→ **EXERCISE REQUIREMENTS**: Repeat the data from the line with "Task — for every instance of the man's nose, mark" through the end of the data, keeping every line, requests included. Multiply each point coordinate in the answers by 0.5 and round to whole numbers, halves up, but leave the numbers in the requests and their format samples unchanged.

→ **DATA LISTING**:
[BEGIN]

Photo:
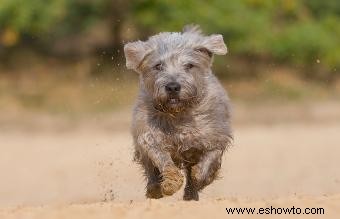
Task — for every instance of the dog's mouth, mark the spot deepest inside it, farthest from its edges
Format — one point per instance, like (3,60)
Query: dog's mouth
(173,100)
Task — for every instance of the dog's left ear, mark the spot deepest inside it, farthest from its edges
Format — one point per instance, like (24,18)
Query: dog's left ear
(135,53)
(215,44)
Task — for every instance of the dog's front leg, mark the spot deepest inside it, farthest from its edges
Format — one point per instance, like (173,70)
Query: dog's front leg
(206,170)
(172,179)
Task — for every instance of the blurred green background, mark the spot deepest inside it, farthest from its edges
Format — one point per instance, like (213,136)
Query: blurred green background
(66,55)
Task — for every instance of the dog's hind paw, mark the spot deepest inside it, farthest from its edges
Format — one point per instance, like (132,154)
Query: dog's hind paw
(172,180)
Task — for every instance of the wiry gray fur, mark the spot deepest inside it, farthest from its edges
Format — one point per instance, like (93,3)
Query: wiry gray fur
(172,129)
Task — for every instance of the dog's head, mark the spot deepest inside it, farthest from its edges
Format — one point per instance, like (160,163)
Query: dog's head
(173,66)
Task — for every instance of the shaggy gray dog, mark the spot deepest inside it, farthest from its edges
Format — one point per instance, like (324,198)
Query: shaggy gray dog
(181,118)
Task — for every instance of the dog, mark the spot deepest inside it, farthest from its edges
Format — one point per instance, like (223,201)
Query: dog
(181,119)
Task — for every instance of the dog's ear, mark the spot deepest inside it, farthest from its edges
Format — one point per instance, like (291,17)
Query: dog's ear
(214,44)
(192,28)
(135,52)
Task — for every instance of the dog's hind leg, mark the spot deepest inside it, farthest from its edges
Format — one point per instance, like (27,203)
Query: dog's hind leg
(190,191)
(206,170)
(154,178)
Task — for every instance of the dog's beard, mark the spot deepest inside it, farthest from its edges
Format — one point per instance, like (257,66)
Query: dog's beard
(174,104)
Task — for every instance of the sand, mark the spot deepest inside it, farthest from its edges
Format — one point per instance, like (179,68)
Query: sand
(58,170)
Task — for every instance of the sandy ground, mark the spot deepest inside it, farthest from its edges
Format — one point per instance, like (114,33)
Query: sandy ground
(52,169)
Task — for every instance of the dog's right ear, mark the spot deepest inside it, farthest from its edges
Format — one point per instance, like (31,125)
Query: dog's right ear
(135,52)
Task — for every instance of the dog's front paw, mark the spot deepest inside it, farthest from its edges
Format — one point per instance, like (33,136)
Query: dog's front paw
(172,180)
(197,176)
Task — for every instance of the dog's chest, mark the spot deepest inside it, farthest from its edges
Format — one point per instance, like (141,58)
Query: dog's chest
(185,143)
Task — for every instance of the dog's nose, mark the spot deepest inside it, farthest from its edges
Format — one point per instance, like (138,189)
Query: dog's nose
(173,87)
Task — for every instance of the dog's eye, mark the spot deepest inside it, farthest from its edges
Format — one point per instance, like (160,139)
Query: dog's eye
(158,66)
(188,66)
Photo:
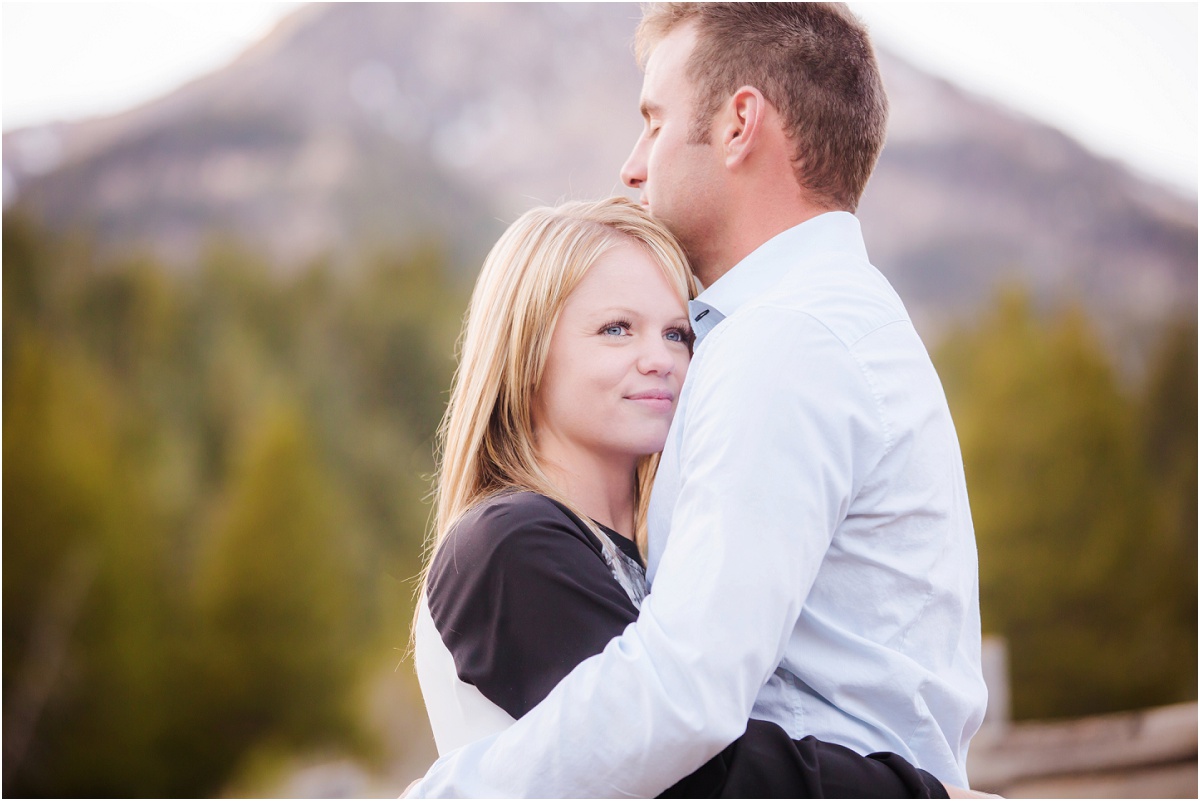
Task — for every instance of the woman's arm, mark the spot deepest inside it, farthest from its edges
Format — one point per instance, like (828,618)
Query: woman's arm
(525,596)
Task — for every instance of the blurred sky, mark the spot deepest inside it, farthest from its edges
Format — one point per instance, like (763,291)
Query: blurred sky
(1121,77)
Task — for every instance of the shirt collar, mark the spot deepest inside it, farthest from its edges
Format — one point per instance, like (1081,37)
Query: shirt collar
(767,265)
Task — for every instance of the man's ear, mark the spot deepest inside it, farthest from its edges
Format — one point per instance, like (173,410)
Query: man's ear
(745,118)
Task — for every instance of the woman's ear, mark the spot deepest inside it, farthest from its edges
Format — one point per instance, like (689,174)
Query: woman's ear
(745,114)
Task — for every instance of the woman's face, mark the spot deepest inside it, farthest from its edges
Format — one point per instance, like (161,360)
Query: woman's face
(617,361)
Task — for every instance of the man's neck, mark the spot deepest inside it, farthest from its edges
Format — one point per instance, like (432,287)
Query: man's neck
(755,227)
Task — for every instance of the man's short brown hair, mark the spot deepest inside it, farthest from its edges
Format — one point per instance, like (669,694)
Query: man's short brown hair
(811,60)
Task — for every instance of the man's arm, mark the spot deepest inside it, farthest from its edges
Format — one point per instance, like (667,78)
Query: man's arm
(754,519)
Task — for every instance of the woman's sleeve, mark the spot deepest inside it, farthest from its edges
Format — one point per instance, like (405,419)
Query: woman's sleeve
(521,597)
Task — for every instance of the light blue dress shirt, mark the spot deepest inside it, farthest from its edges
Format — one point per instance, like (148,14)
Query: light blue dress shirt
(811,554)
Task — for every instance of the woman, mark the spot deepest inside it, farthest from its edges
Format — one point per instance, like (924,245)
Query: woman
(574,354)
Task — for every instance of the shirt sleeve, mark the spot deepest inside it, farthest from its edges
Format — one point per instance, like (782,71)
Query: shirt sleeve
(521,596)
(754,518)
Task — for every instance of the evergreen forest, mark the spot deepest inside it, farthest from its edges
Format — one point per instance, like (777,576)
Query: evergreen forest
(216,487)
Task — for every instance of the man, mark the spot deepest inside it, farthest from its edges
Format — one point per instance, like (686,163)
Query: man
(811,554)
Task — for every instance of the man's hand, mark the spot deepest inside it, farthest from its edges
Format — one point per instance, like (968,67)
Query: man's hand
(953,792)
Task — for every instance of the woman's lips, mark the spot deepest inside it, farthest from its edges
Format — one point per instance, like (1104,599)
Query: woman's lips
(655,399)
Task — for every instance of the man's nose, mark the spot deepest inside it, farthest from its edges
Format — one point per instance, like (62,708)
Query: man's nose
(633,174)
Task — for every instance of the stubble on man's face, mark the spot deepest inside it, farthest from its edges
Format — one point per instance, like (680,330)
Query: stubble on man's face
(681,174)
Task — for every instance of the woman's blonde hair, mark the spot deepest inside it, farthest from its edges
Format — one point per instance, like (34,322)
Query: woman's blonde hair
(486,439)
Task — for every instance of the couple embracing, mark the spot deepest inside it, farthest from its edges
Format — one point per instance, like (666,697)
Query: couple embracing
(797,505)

[END]

→ **SOLUTION BELOW**:
Task — for every instance of the man's nose, mark the spot deepest inside it, farthest from its edges
Format — one point per instance, like (62,708)
Query: man's nose
(317,87)
Task — for every instance of the stubble on man's face, mark the spot deepest inside it, farthest from its edges
Format — one point per instance, like (680,330)
Query: stubble on man's face
(341,87)
Task — for every instance of the woman's blonde hair, mark the spot deepest inside it, farthest from its edges
Format — one point per instance, like (34,322)
Query: woman's blonde hair
(243,220)
Task — for every instance of the couple embracing, mark the spot deepest inside it, farthest from its edges
Format — one point per instance, like (666,697)
Query: couple embracing
(399,253)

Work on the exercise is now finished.